* What the exercise asks:
Please update the records below by replacing "bounding box" with "rectangular frame" throughout, keeping everything else unchanged and leaving the pictures out of your answer.

==*==

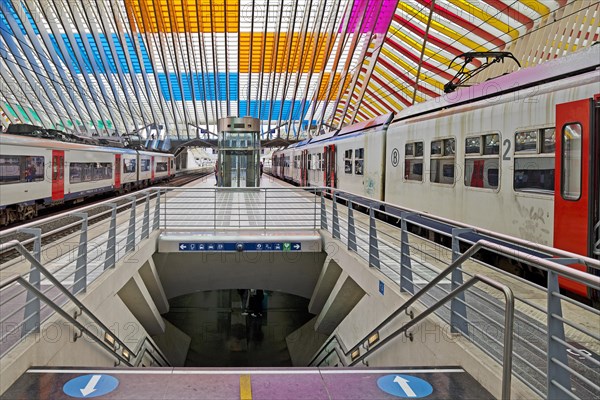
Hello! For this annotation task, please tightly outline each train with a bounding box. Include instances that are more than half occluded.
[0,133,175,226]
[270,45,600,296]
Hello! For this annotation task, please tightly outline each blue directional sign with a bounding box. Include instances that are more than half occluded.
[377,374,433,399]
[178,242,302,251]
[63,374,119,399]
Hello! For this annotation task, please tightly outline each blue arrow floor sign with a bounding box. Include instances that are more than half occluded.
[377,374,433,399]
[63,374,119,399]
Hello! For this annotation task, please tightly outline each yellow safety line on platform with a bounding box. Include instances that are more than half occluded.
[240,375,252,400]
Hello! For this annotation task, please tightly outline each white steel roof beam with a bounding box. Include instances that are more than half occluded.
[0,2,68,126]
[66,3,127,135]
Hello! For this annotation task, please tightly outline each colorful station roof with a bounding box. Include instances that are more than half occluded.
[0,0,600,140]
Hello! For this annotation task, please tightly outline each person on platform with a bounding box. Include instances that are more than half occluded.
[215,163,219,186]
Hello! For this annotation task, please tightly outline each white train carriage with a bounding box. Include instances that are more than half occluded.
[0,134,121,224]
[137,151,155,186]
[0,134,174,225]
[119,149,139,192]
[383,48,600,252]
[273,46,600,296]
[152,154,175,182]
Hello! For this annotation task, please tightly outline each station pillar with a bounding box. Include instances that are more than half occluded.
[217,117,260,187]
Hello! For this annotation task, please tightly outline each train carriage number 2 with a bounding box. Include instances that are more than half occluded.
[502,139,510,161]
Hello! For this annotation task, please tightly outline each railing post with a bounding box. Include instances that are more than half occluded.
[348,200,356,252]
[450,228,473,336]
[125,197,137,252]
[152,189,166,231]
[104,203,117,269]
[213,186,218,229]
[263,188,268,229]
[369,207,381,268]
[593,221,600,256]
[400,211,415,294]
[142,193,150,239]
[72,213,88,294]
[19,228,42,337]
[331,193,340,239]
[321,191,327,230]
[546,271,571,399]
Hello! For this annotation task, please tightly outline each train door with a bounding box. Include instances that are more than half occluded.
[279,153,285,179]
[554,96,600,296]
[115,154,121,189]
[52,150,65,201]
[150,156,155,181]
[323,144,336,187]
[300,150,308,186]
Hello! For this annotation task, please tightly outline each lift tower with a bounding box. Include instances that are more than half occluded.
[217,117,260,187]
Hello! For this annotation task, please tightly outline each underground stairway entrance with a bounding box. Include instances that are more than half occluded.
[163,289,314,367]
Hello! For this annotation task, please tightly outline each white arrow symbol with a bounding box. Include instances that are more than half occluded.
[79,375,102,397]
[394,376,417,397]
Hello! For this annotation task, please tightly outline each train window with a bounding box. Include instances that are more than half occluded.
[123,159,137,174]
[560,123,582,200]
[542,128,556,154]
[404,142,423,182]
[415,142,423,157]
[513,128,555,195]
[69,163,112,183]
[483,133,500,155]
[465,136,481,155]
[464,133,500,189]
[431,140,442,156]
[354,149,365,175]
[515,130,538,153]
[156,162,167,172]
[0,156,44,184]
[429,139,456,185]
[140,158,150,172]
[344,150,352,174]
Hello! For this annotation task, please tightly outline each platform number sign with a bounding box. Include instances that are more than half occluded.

==*==

* Response to the exercise:
Hello! For this annotation task, please tightly outline each train with a rectangular frame. Include instances that are more than half occluded.
[0,133,175,226]
[270,45,600,296]
Hello! For this annotation task, please tightly outline each blue directional sign with a rectangular frame. Include instances that are more than half occluded.
[377,374,433,399]
[178,242,302,251]
[63,374,119,399]
Hello! For this annotation task, please tightly outline each blue arrow floor sign with a rectangular frame. Include instances that are more than half occluded.
[377,374,433,399]
[63,374,119,399]
Hello! For this annotation task, please tightly outline each yellow safety line on platform with a rectangular frame. Include instances that are more than half occluded.
[240,375,252,400]
Hello! For this annotation task, please tightly outline each white steel roof beam with a rectangular frame. Include instances that are more than half occluded.
[0,2,68,126]
[66,3,127,135]
Hello! For this annotation task, please tightly outline each colorful station roof with a rectangular frame. Include instances that are more than half occluded.
[0,0,600,140]
Hello! For this annotation task, please tightly outline each person on platform with a rectangular frame. Include instances that are more than half occluded.
[215,163,219,186]
Hello! For this annotation task, please tightly outline each white train carriage with a rectangular frame. Include instances that are more than half occluded.
[0,134,121,224]
[137,151,155,186]
[0,134,174,225]
[119,149,139,192]
[383,48,600,252]
[273,46,600,296]
[152,154,175,182]
Hello! For this annotation task, please tightly outline each station pillar with a rectangular frame. Include instances that are more than half occluded.
[217,117,260,187]
Hello! For this annotation task, please tightly outline each train carriage number 2 with a rectangular frame. Include instances that are more than half occluded.
[502,139,510,161]
Hello! For this annotation task, please tightly outline each railing post with a rectangular frame. Include instances that are more than half occluded.
[348,200,356,252]
[450,228,473,336]
[125,197,137,252]
[152,189,166,231]
[104,203,117,269]
[213,186,218,229]
[263,188,268,229]
[369,207,381,268]
[593,221,600,256]
[400,211,415,294]
[142,193,150,239]
[72,213,88,294]
[19,228,42,337]
[331,193,340,239]
[321,191,327,230]
[546,271,571,399]
Hello! For this annotation task, please tightly outline each train door with a rectangular frame. Include instances that are more than half occluded.
[279,153,285,179]
[554,96,600,296]
[115,154,121,189]
[52,150,65,201]
[150,156,155,181]
[323,144,336,187]
[300,150,308,186]
Hello! For this annotation task, please tightly outline each lift tower with a rectangular frame. Include instances that are more than half occluded.
[217,117,260,187]
Hello! For this annotation task, please tightly outline each underground stairway entrance with a rectangular frame. Include instances that are more than half occluded.
[163,289,314,367]
Hello! For this annotation task, please tightly outline each white arrow symbol with a rectangular frame. Include instances that are more than half occluded.
[79,375,102,397]
[394,376,417,397]
Hello! For this annotation task, please tightly outline each train window with a rectangular frame. Include instances that are more than half occluded.
[123,159,137,174]
[560,123,582,200]
[542,128,556,154]
[404,142,423,182]
[415,142,423,157]
[513,128,555,195]
[69,163,112,183]
[483,133,500,155]
[465,136,481,155]
[464,133,500,189]
[431,140,442,156]
[354,149,365,175]
[515,130,538,153]
[156,162,167,172]
[0,156,44,184]
[429,139,456,185]
[140,158,150,172]
[344,150,352,174]
Hello! For this annotation task, please tightly outline each platform number sign with a rectangular frame. Include instances that are more than half occluded.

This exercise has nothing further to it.